**Input data:**

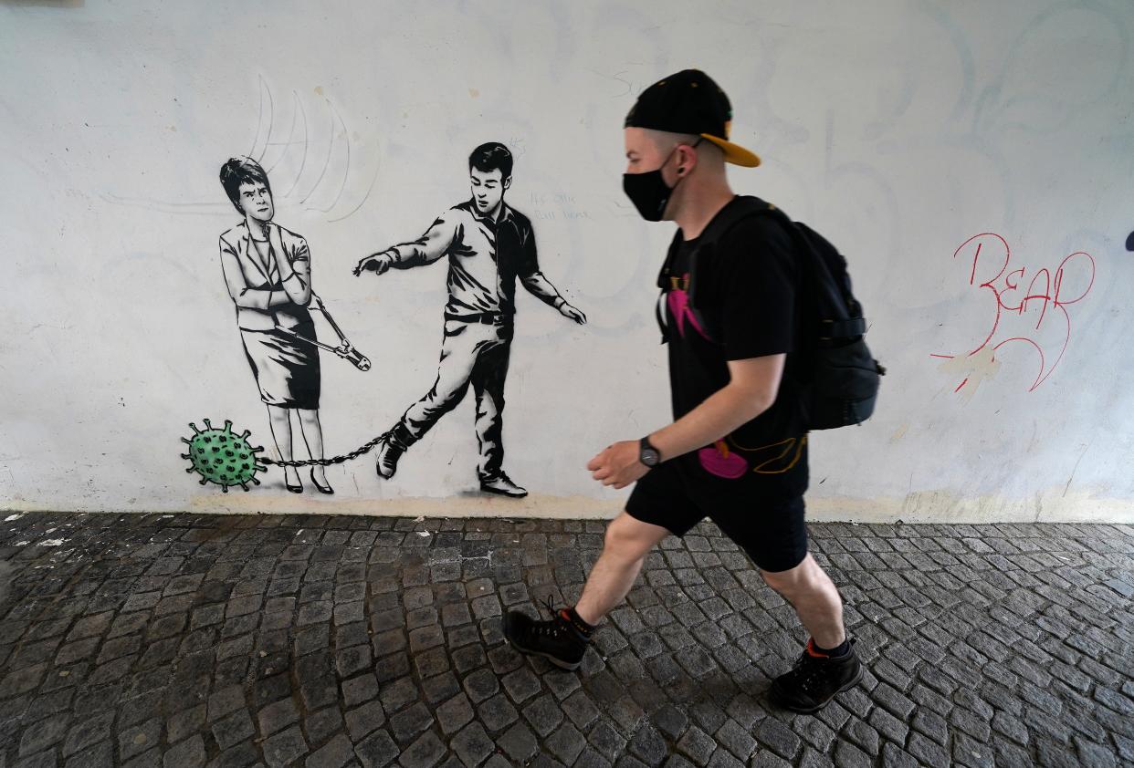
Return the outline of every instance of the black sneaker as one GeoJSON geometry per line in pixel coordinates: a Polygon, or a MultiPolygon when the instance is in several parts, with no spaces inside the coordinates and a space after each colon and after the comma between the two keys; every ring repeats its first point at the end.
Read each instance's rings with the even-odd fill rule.
{"type": "Polygon", "coordinates": [[[815,643],[807,640],[792,671],[772,681],[772,700],[792,711],[811,714],[826,707],[836,693],[857,685],[862,680],[862,662],[854,645],[850,638],[850,650],[831,657],[815,651],[815,643]]]}
{"type": "Polygon", "coordinates": [[[544,605],[550,621],[535,621],[527,614],[509,611],[503,617],[503,637],[522,654],[542,656],[562,669],[578,669],[590,640],[565,616],[555,611],[549,599],[544,605]]]}

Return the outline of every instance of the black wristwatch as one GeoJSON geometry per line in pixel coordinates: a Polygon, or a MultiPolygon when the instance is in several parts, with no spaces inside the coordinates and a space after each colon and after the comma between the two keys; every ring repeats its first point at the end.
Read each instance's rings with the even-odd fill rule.
{"type": "Polygon", "coordinates": [[[661,463],[661,451],[650,444],[649,435],[638,442],[638,461],[651,469],[661,463]]]}

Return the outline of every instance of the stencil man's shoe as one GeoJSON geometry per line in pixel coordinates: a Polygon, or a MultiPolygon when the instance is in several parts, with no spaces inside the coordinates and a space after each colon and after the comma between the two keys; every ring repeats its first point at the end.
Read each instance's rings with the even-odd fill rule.
{"type": "Polygon", "coordinates": [[[386,440],[379,443],[378,458],[375,459],[375,469],[379,477],[389,480],[398,471],[398,459],[409,447],[407,437],[405,428],[399,424],[390,430],[386,440]]]}
{"type": "Polygon", "coordinates": [[[550,621],[536,621],[518,611],[505,614],[505,639],[522,654],[542,656],[561,669],[578,669],[591,641],[575,629],[565,609],[555,611],[551,600],[544,605],[550,621]]]}
{"type": "Polygon", "coordinates": [[[496,477],[482,477],[481,490],[486,494],[508,496],[509,498],[523,498],[527,495],[527,488],[516,485],[503,472],[500,472],[496,477]]]}
{"type": "Polygon", "coordinates": [[[826,707],[836,693],[848,691],[862,680],[862,662],[854,650],[843,656],[826,656],[807,640],[799,660],[790,672],[772,681],[769,691],[772,701],[795,712],[811,714],[826,707]]]}

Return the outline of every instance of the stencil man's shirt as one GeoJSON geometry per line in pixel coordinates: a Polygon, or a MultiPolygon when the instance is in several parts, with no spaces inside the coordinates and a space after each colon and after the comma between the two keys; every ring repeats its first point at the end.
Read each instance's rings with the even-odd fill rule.
{"type": "Polygon", "coordinates": [[[516,279],[532,295],[553,305],[559,292],[540,272],[535,232],[527,216],[501,203],[496,220],[483,216],[473,200],[455,205],[416,240],[389,248],[392,266],[409,268],[449,257],[446,317],[472,319],[516,312],[516,279]]]}

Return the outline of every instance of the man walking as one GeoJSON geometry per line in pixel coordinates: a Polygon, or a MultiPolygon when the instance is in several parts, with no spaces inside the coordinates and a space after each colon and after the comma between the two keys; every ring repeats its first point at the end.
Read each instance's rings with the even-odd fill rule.
{"type": "Polygon", "coordinates": [[[577,668],[594,625],[626,597],[650,551],[708,517],[811,633],[771,692],[812,712],[855,685],[862,665],[838,590],[807,554],[807,438],[789,356],[802,344],[805,275],[790,234],[772,216],[742,217],[711,250],[697,251],[712,220],[741,202],[725,163],[760,163],[728,140],[730,120],[725,93],[697,70],[649,87],[626,118],[625,191],[646,220],[679,227],[659,281],[676,420],[591,460],[587,469],[606,486],[636,481],[626,510],[608,527],[578,604],[542,622],[509,612],[505,634],[521,651],[577,668]]]}
{"type": "Polygon", "coordinates": [[[516,279],[533,296],[576,323],[586,317],[559,295],[540,272],[535,234],[527,216],[503,202],[511,186],[511,153],[491,142],[468,157],[472,198],[452,206],[416,240],[366,256],[355,267],[382,274],[449,257],[449,301],[437,381],[406,410],[378,451],[378,473],[393,477],[398,459],[464,399],[472,384],[476,398],[481,489],[503,496],[527,490],[503,471],[503,384],[513,339],[516,279]]]}

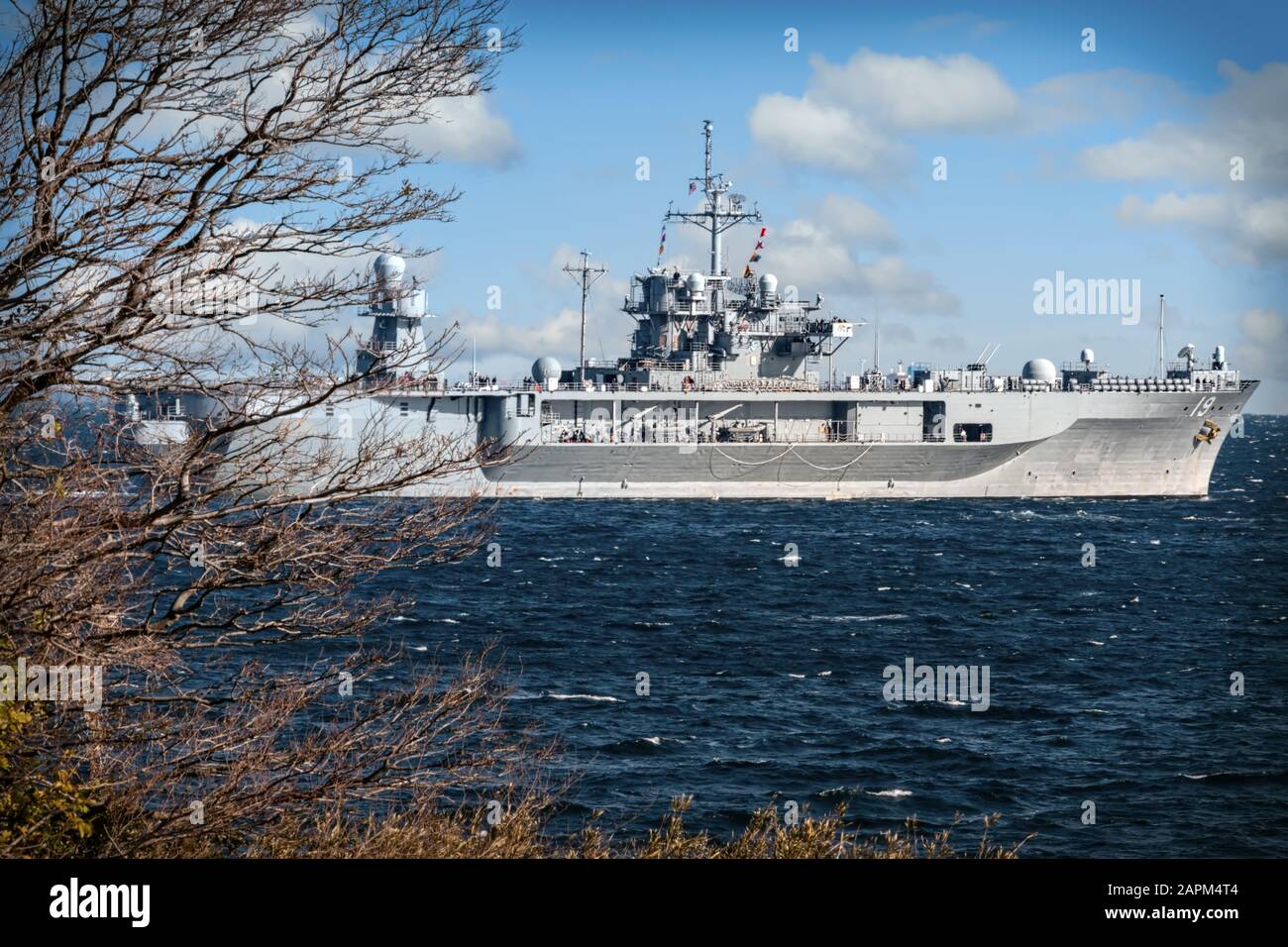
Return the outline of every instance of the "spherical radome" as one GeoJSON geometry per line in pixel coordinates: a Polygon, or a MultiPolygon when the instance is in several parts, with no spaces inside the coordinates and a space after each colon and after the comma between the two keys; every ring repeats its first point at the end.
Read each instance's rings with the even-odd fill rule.
{"type": "Polygon", "coordinates": [[[1055,363],[1050,358],[1030,358],[1024,363],[1020,376],[1025,381],[1055,381],[1055,363]]]}
{"type": "Polygon", "coordinates": [[[407,272],[407,260],[398,254],[380,254],[371,267],[377,280],[402,280],[407,272]]]}

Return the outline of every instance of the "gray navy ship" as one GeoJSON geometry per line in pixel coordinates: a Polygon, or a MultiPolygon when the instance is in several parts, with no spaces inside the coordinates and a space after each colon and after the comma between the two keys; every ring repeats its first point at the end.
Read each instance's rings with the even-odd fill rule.
{"type": "MultiPolygon", "coordinates": [[[[706,166],[701,204],[668,219],[710,236],[706,271],[650,268],[622,309],[631,350],[564,370],[538,358],[509,384],[407,372],[424,352],[425,292],[394,255],[375,264],[358,367],[371,379],[296,419],[318,437],[365,425],[426,429],[483,446],[483,463],[410,493],[514,497],[1127,497],[1204,496],[1224,441],[1257,381],[1217,345],[1185,345],[1154,378],[1113,374],[1090,349],[1060,367],[992,374],[985,349],[961,367],[873,367],[837,380],[832,357],[862,322],[801,301],[772,274],[732,276],[721,237],[760,214],[706,166]],[[388,362],[389,367],[385,367],[388,362]],[[820,378],[820,371],[824,372],[820,378]]],[[[1162,332],[1160,332],[1162,338],[1162,332]]],[[[993,348],[996,353],[996,348],[993,348]]],[[[536,353],[535,353],[536,354],[536,353]]],[[[140,439],[182,437],[182,399],[134,405],[140,439]]],[[[357,447],[354,447],[357,450],[357,447]]]]}

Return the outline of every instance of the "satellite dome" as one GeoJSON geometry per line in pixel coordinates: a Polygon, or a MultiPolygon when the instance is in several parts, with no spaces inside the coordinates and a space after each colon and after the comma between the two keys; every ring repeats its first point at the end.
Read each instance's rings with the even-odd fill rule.
{"type": "Polygon", "coordinates": [[[1030,358],[1020,370],[1025,381],[1046,381],[1055,384],[1055,363],[1050,358],[1030,358]]]}
{"type": "Polygon", "coordinates": [[[559,367],[559,359],[545,356],[538,358],[532,363],[532,378],[537,384],[545,384],[546,381],[559,380],[559,372],[563,371],[559,367]]]}
{"type": "Polygon", "coordinates": [[[397,282],[407,272],[407,260],[398,254],[380,254],[372,264],[381,282],[397,282]]]}

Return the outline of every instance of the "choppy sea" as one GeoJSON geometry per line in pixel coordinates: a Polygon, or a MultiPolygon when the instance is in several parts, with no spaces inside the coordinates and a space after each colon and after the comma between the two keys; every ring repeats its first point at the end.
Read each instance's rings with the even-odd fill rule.
{"type": "Polygon", "coordinates": [[[498,646],[513,720],[562,746],[568,826],[644,832],[683,794],[721,834],[795,801],[873,832],[960,813],[965,841],[1001,813],[1030,857],[1288,843],[1288,417],[1249,416],[1203,500],[506,501],[497,524],[498,564],[397,580],[390,642],[498,646]],[[987,710],[887,700],[909,658],[974,667],[975,697],[987,667],[987,710]]]}

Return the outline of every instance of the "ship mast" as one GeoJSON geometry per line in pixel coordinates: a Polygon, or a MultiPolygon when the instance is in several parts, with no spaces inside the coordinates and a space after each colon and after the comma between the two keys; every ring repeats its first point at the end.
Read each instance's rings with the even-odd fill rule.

**What this task involves:** From the rows above, copy out every line that contains the word "wristwatch".

**Written response:**
Return the outline of every instance of the black wristwatch as one GeoJSON geometry per line in pixel coordinates: a Polygon, or a MultiPolygon when the instance is in several parts, with no spaces inside the coordinates and a space after each colon and after the comma between the two keys; every ring repeats its first point at the end.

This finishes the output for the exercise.